PROBLEM STATEMENT -
Pick out every line in the records below that contains the string "find" and copy those lines. The match is case-sensitive.

MATERIAL SHOWN -
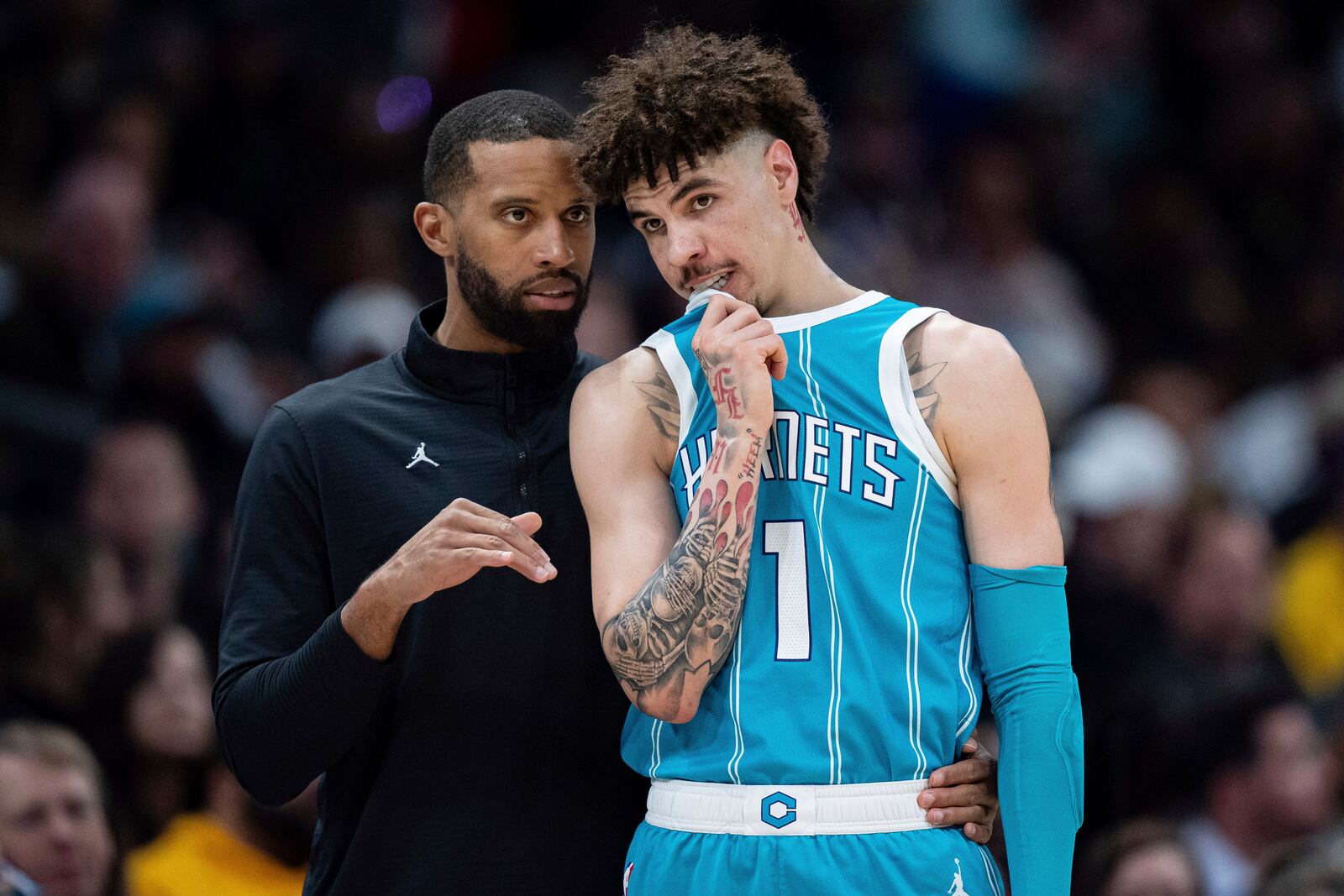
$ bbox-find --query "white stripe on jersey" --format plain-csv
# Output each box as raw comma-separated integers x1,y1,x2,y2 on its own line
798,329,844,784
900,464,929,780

---

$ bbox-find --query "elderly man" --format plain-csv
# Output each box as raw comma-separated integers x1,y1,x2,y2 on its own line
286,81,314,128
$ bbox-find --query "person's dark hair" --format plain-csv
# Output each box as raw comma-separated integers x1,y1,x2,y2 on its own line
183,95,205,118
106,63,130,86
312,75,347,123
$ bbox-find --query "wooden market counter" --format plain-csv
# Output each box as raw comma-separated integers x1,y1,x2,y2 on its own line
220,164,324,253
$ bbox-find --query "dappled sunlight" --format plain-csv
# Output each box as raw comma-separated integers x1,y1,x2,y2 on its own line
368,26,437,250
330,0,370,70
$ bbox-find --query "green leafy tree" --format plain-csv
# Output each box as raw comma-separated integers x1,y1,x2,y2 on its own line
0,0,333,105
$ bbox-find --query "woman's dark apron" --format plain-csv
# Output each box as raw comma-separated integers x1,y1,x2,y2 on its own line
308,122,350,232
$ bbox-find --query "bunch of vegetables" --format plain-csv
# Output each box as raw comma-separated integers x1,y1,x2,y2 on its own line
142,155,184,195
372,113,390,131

EXERCISE RESPONSE -
$ bbox-find --query "white stripe on jersey" --format plain-csv
$ bbox-find --query "elderly man" --format plain-csv
$ bbox-find --query "person's dark hair" --format plain-csv
$ bbox-find --query "wooden market counter" --format plain-csv
$ bbox-find --query "dappled sunlight" --format plain-csv
$ bbox-find --query "green leafy tree" --format plain-csv
$ bbox-find --query "woman's dark apron" --format plain-csv
$ bbox-find --query "bunch of vegetables" --format plain-csv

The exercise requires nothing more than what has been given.